■ Assignment A ■
Answer the following from the prostate cancer data documentation, marking each answer with the same numeral as its question:
(i) How many rows and columns does the data frame contain?
(ii) What does the variable hg record?
(iii) Of the twelve pre-trial covariates, how many may be taken to be discrete?
■ Assignment B ■
Write what follows the final sentence of the prostate cancer data documentation.

■ Document text ■
- - -

Prostate cancer patient data — cancer.df • multimix

Data on 475 prostate cancer patients

data(cancer.df)

Format

A data.frame with 475 rows and 12 columns:

age: Age in years
wt: Weight in pounds
pf: Patient activity
hx: Family history of cancer
sbp: Systolic blood pressure
dbp: Diastolic blood pressure
ekg: Electrocardiogram code
hg: Serum haemoglobin
sz: Size of primary tumour
sg: Index of tumour stage and histolic grade
ap: Serum prostatic acid phosphatase
bm: Bone metastatses

Source

D.P. Byar and S.B. Green 'The choice of treatment for cancer patients based on covariate information - application to prostate cancer', Bulletin du Cancer 1980: 67:477--490, reproduced in D.A. Andrews and A.M. Herzberg 'Data: a collection of problems from many fields for the student and research worker' p.261--274 Springer series in statistics, Springer-Verlag. New York.

Details

There are twelve pre-trial covariates measured on each patient, seven may be taken to be continuous, four to be discrete, and one variable (SG) is an index nearly all of whose values lie between 7 and 15, and which could be considered either discrete or continuous. We will treat SG as a continuous variable.

- - -

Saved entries
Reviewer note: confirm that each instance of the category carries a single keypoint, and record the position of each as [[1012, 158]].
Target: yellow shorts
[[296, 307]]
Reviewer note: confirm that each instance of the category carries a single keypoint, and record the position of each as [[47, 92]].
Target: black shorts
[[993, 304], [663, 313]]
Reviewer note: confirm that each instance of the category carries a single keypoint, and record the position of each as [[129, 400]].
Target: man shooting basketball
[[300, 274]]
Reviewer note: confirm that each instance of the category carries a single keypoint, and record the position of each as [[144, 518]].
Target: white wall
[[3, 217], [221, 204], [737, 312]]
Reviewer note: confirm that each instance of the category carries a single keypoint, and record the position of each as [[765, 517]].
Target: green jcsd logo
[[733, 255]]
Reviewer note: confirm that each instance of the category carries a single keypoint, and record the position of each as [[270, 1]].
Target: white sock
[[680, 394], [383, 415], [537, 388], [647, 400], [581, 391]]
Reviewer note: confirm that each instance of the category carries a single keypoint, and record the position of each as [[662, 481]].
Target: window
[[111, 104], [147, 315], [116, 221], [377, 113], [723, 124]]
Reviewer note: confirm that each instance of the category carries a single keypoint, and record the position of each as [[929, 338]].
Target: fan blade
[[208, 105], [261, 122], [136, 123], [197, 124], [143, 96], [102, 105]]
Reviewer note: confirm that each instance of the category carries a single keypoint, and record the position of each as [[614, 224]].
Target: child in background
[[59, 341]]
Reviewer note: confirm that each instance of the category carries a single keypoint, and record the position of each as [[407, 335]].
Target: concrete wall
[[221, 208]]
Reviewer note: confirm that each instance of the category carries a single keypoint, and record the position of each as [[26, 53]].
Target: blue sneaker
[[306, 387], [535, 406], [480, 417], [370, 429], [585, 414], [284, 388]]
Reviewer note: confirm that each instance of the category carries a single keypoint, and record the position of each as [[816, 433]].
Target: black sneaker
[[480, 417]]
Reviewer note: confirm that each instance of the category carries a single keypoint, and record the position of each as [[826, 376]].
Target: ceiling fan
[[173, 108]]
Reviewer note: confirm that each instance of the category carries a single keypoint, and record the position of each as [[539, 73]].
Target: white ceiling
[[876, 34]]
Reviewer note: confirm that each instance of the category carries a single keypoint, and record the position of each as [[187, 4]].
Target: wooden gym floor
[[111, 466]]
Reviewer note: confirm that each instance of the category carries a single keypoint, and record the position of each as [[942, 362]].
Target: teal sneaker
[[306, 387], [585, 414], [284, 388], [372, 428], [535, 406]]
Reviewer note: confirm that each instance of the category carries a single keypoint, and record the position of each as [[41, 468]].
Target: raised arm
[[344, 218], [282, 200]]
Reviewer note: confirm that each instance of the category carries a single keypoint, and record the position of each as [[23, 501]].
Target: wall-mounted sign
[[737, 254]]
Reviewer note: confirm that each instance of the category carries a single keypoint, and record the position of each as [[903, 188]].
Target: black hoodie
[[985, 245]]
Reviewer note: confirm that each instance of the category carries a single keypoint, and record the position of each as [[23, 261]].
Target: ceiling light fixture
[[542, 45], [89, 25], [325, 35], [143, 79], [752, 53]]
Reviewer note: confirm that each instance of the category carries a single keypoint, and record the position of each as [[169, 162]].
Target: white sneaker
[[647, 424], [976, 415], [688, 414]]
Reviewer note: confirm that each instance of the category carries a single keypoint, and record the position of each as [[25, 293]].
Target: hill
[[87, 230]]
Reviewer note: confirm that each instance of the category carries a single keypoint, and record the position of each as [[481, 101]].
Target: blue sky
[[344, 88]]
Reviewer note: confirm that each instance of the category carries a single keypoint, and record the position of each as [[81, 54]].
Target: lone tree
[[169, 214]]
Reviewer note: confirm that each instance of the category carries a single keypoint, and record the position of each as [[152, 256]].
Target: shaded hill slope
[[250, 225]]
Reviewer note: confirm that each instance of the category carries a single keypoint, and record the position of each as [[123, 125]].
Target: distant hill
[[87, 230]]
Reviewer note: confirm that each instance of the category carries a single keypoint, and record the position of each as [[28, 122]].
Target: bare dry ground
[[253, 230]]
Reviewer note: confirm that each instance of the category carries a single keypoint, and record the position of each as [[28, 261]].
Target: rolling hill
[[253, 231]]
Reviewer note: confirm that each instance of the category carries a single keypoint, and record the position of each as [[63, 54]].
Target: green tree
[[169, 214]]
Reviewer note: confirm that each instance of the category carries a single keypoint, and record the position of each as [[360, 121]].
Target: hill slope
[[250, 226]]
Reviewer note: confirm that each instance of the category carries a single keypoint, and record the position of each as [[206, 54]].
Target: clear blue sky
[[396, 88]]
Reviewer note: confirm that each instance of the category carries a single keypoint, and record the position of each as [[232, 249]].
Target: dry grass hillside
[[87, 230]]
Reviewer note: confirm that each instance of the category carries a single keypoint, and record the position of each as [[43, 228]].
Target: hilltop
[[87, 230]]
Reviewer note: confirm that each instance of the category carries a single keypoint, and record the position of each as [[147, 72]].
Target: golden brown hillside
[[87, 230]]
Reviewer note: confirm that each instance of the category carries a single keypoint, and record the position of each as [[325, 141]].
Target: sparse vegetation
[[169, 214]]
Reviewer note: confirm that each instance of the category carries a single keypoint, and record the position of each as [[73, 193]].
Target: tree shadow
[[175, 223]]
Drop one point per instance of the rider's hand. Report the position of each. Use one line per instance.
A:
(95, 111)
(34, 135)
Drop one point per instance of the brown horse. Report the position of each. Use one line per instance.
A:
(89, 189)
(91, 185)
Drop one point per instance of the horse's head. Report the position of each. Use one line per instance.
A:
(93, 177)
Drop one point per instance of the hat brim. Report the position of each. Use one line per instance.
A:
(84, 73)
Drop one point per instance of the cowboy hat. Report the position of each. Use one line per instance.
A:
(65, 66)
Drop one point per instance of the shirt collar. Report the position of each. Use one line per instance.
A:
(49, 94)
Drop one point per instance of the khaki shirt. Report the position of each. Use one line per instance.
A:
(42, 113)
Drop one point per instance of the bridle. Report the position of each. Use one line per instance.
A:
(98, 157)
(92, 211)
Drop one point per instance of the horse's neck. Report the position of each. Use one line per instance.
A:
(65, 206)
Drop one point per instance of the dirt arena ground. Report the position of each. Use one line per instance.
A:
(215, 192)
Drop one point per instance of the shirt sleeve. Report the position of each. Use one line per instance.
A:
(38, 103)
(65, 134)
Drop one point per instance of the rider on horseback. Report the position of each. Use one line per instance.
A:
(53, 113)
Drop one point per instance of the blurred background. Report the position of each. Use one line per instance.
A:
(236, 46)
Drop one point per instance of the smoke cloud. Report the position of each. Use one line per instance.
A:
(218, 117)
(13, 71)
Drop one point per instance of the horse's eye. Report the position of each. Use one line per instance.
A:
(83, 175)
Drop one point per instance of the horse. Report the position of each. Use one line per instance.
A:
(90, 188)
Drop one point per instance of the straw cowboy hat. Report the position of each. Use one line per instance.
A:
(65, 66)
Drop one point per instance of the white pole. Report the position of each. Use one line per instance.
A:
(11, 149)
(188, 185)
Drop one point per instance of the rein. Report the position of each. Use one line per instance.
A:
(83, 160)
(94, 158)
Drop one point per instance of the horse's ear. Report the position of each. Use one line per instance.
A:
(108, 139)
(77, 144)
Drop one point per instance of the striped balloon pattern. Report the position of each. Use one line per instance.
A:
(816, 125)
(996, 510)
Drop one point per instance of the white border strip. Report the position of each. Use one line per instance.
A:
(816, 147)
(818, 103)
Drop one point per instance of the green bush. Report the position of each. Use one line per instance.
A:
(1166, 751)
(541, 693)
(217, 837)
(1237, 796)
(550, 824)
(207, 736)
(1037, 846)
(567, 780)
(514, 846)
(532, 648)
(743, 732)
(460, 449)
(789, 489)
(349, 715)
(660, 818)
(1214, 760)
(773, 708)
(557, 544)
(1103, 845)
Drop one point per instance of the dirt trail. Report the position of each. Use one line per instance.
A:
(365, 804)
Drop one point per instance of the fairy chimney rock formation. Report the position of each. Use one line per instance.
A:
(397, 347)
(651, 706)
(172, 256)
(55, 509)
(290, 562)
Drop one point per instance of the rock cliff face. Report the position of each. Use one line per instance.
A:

- - -

■ Written answer A ■
(i) 475 rows and 12 columns.
(ii) Serum haemoglobin.
(iii) Four.

■ Written answer B ■
A preliminary inspection of the data showed that the sizeof the primary tumour (SZ) and serum prostatic acid phosphatase (AP) were both skewed variables. These variables have therefore been transformed. A square root transformation was used for SZ, and a logarithmic transformation was used for AP to achieve approximate normality. (As for correlation, skewness over the whole data set does not necessarily mean skewness within clusters. But when clusters were formed, within-cluster skewness was observed for these variables.)

Observations that had missing values in any of the twelve pretreatment covariates were omitted from furtheranalysis, leaving 475 out of the original 506 observations available.

The categorical variable Patient activity had 4 levels: 'Normally Active', 'Bed rest below 50 or more', and 'Confined to bed'. The numbers of the 475 in these groups were 428, 32, 12, and 3. The least active two groups are grouped in our data, giving 3 groups of size 428, 32, and 15.